_READING TEXT_
>> start

Howey Test For Crypto? The Supreme Court created the Howey Test to determine whether or not something qualifies as an investment contract. Consequently, under the Securities Act of 1933, it makes it subject to certain regulatory requirements. One important thing to note about this test is that it has nothing to do with securities in the way they are normally used in the financial world. It only applies to certain kinds of investments. This means a company can sell securities without being regulated by the SEC, if it passes the Howey Test. That said, let’s take a look at the Howey Test’s 4 prongs, how the Howey Test applies to cryptocurrencies, and updates on how the Howey Test is being used today.
What Exactly is The Howey Test?
The most important thing to understand about the Howey Test is that it’s a legal definition of how certain transactions are classified. Specifically, the Howey Test is a test for an investment contract. This is relevant for cryptocurrency because the SEC has considered some cryptocurrency offerings as investments. Therefore, the SEC treats them as securities.
The SEC defines an investment contract as any transaction in which someone invests their money in a common enterprise and is led to expect profits solely from the efforts of others.

>> end

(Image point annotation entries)

>> start

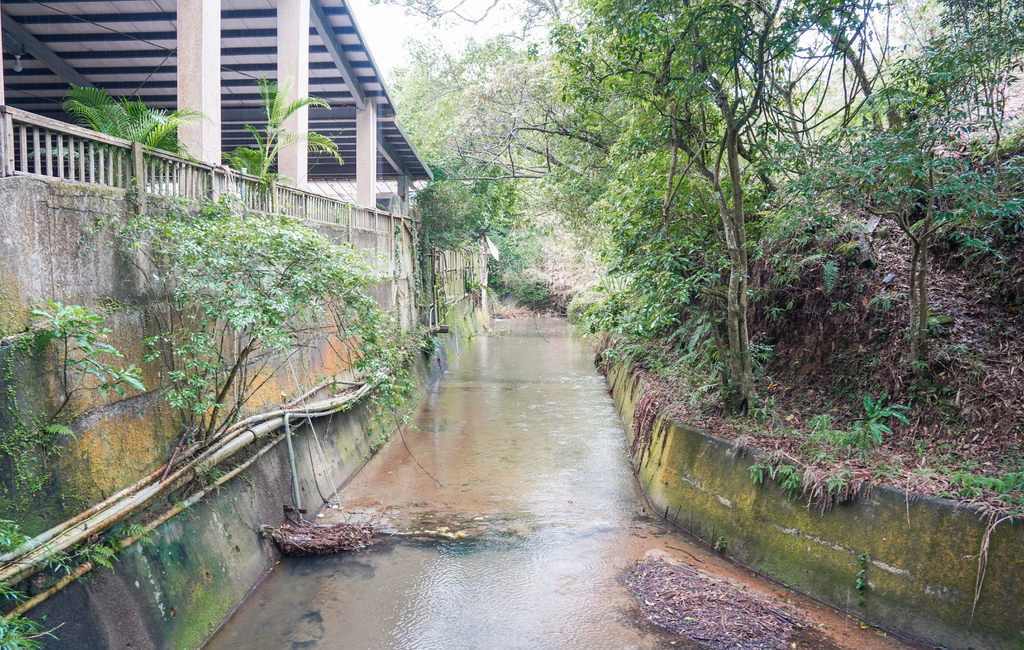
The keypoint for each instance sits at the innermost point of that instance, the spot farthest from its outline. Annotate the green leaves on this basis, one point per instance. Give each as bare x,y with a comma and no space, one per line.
84,351
274,137
128,119
245,292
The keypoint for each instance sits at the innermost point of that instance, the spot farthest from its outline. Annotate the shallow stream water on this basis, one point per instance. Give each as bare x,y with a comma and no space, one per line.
519,449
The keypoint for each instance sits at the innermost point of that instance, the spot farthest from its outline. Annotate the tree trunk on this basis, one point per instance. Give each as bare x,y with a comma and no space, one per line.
740,370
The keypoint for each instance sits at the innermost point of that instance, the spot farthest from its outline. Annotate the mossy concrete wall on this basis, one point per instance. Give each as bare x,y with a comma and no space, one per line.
58,241
174,593
922,553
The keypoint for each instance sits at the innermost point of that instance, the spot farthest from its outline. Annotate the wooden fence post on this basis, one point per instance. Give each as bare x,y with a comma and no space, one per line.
138,173
7,145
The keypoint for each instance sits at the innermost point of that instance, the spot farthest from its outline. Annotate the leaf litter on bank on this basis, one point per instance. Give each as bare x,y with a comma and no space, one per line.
712,612
321,539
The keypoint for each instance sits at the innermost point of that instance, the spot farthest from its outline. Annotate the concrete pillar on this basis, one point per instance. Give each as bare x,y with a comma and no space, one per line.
403,195
3,84
293,62
366,155
199,77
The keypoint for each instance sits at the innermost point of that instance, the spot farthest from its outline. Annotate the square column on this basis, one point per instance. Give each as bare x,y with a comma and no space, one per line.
199,77
366,155
293,62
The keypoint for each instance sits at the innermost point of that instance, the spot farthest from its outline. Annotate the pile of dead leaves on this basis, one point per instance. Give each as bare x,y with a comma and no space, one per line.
321,539
713,612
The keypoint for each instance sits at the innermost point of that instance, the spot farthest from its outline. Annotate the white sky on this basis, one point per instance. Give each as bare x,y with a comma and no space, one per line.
386,29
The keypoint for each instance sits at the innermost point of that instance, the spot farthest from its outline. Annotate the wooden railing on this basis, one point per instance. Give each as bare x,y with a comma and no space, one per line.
36,145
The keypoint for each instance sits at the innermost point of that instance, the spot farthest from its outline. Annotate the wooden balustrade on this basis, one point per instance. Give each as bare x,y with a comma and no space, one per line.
32,144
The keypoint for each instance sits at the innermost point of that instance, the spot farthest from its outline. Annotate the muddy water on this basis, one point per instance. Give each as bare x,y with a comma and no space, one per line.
519,456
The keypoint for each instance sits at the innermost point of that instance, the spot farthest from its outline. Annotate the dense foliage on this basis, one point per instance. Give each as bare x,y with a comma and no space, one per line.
244,294
806,211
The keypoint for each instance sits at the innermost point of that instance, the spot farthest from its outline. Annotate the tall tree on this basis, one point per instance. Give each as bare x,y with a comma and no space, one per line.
709,70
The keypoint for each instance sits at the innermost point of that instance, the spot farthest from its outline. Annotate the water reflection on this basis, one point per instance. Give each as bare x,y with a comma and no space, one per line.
527,451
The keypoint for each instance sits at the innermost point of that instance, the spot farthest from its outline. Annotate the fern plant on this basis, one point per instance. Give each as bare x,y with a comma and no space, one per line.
128,119
272,138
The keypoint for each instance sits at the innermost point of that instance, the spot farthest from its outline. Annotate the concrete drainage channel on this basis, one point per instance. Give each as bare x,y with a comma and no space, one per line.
920,555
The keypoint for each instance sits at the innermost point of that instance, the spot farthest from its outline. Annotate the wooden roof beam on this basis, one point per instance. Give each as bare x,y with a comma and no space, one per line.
44,54
334,48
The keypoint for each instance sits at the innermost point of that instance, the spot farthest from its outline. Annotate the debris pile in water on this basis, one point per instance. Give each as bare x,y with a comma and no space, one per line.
321,539
710,611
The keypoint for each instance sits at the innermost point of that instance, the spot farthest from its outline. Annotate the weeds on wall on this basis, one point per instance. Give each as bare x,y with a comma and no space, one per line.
244,295
85,361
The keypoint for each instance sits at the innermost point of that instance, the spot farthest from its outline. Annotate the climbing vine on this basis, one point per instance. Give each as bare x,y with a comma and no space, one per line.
244,296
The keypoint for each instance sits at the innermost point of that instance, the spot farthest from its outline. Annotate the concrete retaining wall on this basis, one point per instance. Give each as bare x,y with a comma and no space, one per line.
57,241
173,594
922,553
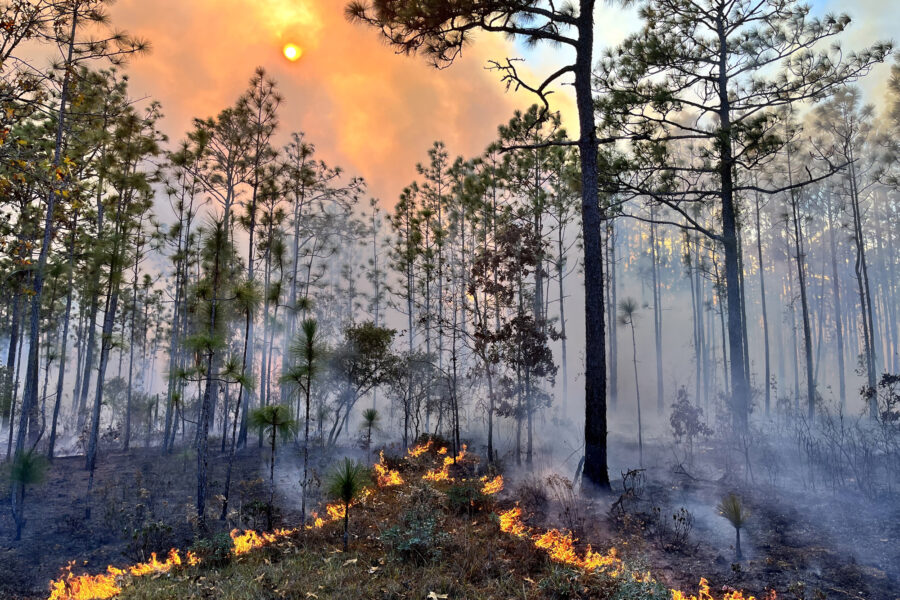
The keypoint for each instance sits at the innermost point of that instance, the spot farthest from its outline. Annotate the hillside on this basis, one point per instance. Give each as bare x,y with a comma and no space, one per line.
431,526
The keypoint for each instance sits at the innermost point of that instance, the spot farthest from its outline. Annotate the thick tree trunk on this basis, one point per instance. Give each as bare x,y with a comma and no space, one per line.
595,464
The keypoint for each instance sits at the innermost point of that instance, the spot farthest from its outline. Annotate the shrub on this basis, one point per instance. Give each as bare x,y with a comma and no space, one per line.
216,551
417,538
419,535
532,494
465,498
561,584
153,536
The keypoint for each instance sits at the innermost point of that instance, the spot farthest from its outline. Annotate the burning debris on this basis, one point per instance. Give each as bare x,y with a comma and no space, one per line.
106,585
559,545
492,487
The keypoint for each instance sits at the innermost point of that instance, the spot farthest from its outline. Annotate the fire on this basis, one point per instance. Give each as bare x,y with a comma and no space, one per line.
511,522
704,594
421,449
84,587
335,511
494,486
560,547
386,477
103,586
250,540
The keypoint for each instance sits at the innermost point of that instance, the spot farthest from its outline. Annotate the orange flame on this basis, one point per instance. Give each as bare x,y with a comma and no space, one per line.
249,540
511,522
561,548
421,449
103,586
84,587
494,486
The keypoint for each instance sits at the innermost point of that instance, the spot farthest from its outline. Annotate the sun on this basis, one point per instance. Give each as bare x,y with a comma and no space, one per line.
292,52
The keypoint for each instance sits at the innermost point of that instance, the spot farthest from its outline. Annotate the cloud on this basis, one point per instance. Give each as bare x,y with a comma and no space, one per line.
367,109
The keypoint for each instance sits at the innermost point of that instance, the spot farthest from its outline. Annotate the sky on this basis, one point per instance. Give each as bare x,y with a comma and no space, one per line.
365,108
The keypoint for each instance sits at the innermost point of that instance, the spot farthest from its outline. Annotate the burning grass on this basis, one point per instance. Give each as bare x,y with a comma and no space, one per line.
475,560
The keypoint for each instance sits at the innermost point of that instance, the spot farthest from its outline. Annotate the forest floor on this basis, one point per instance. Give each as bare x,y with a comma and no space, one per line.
142,503
406,543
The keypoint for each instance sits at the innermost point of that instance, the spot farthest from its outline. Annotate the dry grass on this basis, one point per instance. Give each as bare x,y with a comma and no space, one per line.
474,560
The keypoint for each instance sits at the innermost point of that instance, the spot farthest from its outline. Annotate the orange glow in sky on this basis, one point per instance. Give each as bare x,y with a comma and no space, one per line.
292,52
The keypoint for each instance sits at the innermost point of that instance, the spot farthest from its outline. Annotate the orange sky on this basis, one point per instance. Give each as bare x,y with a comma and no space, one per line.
366,109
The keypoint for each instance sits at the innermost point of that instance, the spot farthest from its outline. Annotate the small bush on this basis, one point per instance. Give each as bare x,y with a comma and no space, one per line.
417,539
465,498
532,494
561,584
255,514
216,551
153,536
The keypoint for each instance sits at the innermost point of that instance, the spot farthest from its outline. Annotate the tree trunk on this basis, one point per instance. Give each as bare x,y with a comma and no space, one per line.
595,464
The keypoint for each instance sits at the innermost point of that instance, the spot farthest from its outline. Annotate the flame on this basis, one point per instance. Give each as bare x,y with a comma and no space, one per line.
386,477
560,547
335,511
494,486
511,522
105,585
250,540
421,449
705,594
84,587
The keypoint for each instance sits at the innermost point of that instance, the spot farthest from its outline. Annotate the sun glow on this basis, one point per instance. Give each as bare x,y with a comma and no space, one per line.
292,52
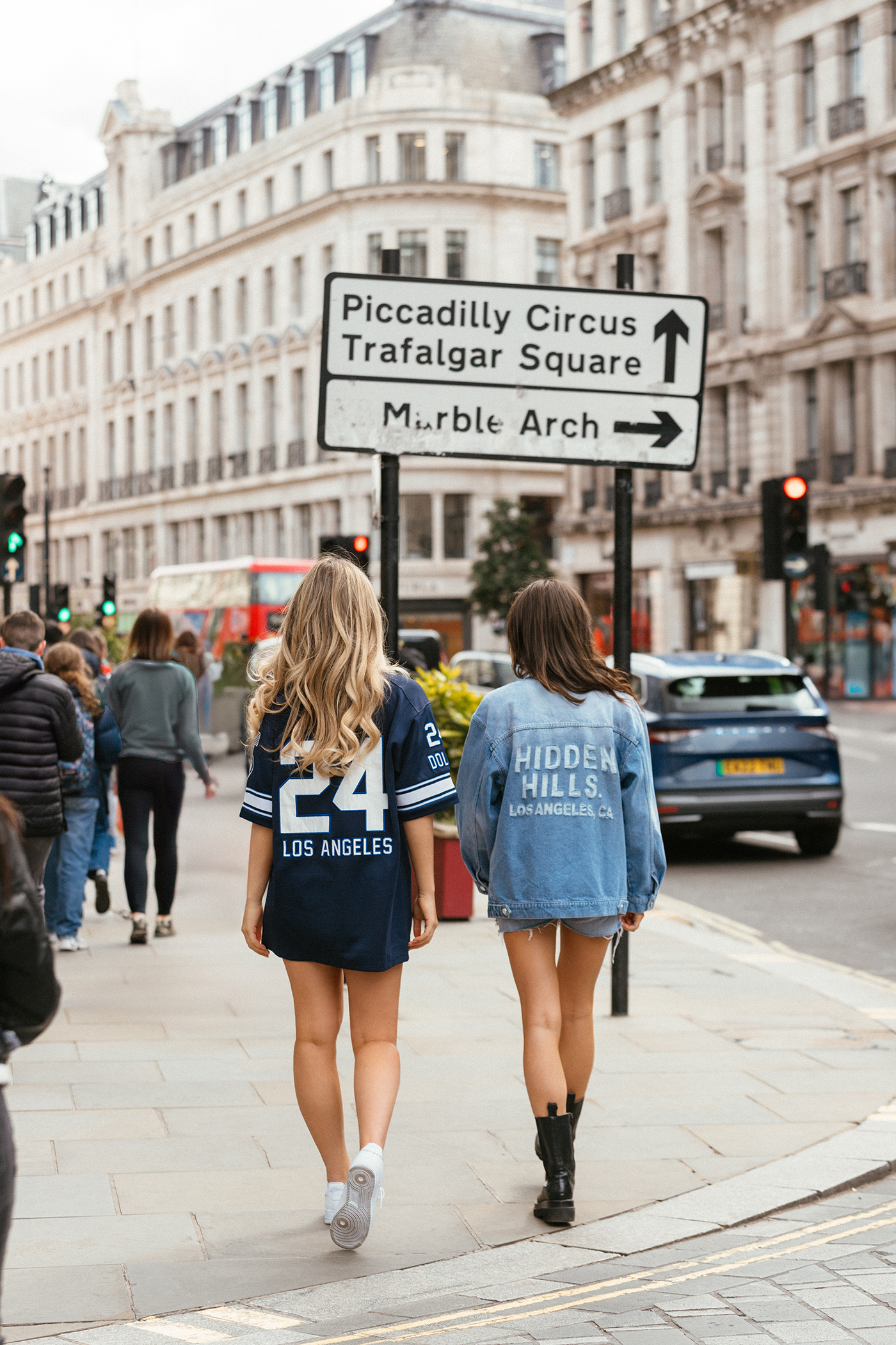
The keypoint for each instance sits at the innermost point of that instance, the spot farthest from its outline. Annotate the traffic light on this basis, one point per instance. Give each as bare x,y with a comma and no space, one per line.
12,513
60,611
785,528
356,547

>> end

_PROBLEMS AND TASKS_
1/ According to the Howey Test text, which law makes something that qualifies as an investment contract subject to certain regulatory requirements?
2/ Resume the text on the Howey Test for crypto, starting right after its final sentence.
The items play no part in this work.

_ANSWERS GIVEN_
1/ The Securities Act of 1933.

2/
A key factor in determining whether something counts as an investment contract under the Howey Test is whether investors rely on others to manage or operate their funds for them. Or if they do their own thing, even if it involves investing with others.
The Howey Test: 4 Prongs
The Howey Test came about because of a case in 1946 called SEC v. W.J. Howey Co., which involved land development in Florida. The Supreme Court decided that whether or not a particular scheme counts as an investment contract is based on four factors of the Howey Test:
- There’s an investment of money.
- There’s an expectation of profits from that money.
- Those profits come from a common enterprise that exists solely to make those profits
- Any profit comes solely from speculation or risk rather than work.
The first three parts of Howey Test are easy to understand. The last part—the requirement that profits come solely from risk rather than work—is slightly more difficult.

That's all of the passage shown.